[[ Source text open ]]
It’s good for the players, but bad for any fan who buys a ticket hoping to see them play on nights when they’re a scratch for “injury recovery.”
Bennedict Mathurin is either a tease … or the truth
If preseason projections are true, then it’ll be a rough season for the Pacers — they’re still waiting on Myles Turner to recover and suit up — but the silver lining is looking golden right now. Their first-round pick is producing right away and at times has been Indiana’s best player on the floor. Mathurin scored 17 or more in all four games all off the bench, and looks comfortable.
He’s precisely the type of player the Pacers need: someone with promise and who can develop by getting decent minutes without feeling any pressure. Paolo Banchero started strong as well for Orlando, which is what’s expected from the No. 1 overall pick. If the Pacers trade Buddy Hield at some point this season, it’s because Mathurin can use those minutes and the starting spot.
[[ Source text closed ]]
[[ Exercise data open ]]
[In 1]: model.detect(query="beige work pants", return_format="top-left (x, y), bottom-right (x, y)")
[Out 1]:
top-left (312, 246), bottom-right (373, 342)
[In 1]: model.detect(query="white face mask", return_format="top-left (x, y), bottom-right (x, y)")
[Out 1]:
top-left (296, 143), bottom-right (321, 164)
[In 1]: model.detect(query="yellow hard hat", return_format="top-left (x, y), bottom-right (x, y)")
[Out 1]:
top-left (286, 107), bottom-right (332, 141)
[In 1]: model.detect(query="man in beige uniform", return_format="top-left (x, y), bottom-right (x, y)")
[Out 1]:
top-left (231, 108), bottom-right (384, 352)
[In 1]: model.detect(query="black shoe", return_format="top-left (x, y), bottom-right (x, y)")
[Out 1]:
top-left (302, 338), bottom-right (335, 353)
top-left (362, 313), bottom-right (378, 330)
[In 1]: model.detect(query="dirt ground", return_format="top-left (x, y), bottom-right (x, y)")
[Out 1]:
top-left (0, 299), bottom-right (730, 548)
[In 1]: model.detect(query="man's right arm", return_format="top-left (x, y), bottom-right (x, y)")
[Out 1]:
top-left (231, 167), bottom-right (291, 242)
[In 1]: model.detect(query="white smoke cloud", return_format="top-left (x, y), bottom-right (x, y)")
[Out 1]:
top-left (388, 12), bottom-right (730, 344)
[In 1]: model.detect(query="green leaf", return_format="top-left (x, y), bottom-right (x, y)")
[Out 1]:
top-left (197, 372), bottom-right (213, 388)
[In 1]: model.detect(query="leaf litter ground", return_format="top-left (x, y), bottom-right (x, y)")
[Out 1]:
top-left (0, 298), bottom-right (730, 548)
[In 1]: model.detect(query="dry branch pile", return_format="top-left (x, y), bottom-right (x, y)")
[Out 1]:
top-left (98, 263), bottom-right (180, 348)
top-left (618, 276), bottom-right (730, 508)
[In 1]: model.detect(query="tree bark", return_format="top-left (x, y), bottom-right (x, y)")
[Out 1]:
[[ Exercise data closed ]]
Task instructions:
According to the Pacers passage above, why would Indiana trade Buddy Hield this season? Please answer in one to three sentences.

Response:
If the Pacers trade Buddy Hield this season, it will be because Bennedict Mathurin can take over Hield's minutes and his starting spot.